→ STATED PROBLEM
Copy the items from the start up to and including the line with "(1180, 171)", swapping "cruise ship" for "ocean liner" and leaving everything else unchanged.

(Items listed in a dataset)
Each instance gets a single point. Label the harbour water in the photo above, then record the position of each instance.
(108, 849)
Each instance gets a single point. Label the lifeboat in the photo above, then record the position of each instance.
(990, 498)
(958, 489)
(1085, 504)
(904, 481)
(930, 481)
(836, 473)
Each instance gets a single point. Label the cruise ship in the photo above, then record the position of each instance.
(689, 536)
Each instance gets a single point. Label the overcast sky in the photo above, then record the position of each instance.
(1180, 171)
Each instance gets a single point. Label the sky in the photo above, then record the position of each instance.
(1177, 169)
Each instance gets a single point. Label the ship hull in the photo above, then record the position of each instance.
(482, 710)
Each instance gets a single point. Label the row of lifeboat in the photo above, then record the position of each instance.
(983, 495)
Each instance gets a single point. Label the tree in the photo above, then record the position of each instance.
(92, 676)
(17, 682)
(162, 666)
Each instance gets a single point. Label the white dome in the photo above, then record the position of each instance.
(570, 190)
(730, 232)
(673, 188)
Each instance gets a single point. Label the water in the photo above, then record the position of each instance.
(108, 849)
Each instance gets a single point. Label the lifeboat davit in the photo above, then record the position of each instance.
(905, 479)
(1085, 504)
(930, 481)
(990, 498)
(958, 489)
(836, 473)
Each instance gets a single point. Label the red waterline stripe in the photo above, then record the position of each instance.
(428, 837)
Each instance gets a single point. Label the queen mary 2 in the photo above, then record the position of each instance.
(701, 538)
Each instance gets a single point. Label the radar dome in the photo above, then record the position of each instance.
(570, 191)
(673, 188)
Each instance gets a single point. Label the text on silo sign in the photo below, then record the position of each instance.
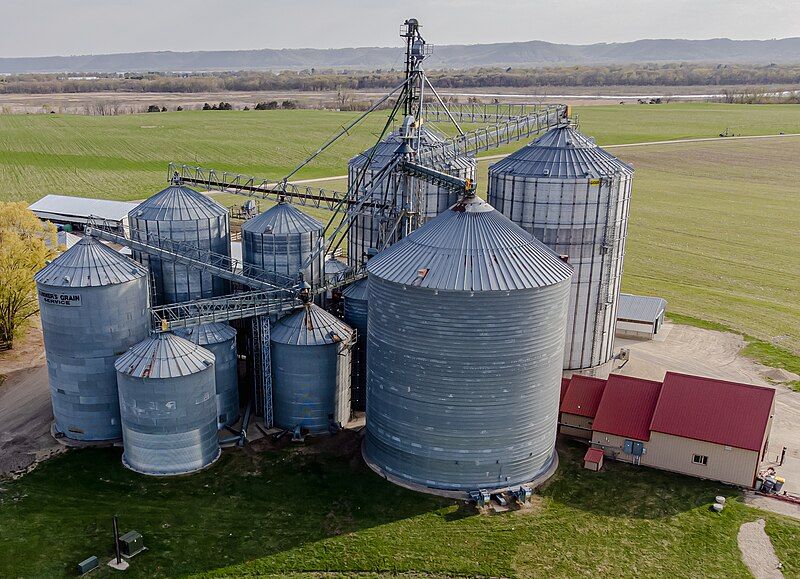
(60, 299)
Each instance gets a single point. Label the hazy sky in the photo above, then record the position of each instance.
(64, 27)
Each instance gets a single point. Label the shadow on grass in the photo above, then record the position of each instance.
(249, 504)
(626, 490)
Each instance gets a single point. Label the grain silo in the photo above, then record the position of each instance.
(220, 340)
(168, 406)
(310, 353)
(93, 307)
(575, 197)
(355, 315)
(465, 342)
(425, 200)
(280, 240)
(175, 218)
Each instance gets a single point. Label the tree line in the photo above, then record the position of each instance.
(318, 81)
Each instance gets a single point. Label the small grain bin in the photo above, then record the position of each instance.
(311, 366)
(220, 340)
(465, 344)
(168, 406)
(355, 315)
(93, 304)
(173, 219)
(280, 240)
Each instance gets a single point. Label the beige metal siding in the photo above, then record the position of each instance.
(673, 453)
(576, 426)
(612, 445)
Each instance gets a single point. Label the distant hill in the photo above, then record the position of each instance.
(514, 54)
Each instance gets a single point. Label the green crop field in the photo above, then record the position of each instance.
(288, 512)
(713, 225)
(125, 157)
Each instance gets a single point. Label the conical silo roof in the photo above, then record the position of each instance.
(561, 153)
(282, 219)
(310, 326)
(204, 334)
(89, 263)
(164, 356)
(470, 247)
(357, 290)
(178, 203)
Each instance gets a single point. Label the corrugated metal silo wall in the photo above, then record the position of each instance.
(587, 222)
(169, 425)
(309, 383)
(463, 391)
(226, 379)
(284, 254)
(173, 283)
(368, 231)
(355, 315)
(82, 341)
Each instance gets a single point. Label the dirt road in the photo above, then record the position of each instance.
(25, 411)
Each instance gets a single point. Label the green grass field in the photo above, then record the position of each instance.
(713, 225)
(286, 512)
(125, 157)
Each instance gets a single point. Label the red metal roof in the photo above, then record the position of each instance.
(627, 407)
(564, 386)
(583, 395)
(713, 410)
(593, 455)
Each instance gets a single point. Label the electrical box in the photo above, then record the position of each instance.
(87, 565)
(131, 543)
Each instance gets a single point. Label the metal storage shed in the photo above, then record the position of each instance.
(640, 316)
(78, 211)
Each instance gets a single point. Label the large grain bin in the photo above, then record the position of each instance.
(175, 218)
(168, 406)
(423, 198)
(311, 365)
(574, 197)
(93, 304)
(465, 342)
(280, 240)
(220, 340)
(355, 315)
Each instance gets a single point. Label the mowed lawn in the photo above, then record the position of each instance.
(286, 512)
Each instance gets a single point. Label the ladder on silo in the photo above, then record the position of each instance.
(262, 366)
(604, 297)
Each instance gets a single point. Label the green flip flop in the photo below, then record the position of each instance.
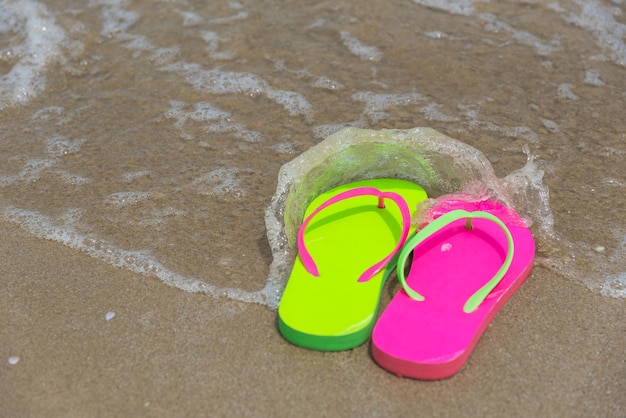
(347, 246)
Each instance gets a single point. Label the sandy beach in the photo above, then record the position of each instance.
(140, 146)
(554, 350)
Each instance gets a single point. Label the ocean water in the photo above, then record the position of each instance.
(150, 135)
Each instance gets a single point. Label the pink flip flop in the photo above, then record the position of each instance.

→ ANSWER BELOW
Each instance gets a single point. Label the harbour water in the photo above, then record the position of each instance.
(108, 849)
Each instance gets a single point. Label the lifeboat in the photo above, then record the position of each instance.
(990, 498)
(958, 489)
(1085, 504)
(904, 481)
(930, 481)
(836, 473)
Each instance gets a single point. Label the ocean liner in the photo above, then record the position of each instance.
(689, 536)
Each instance gets a single point. Label the overcast sky in the photo above, then record the position of each instance.
(1180, 171)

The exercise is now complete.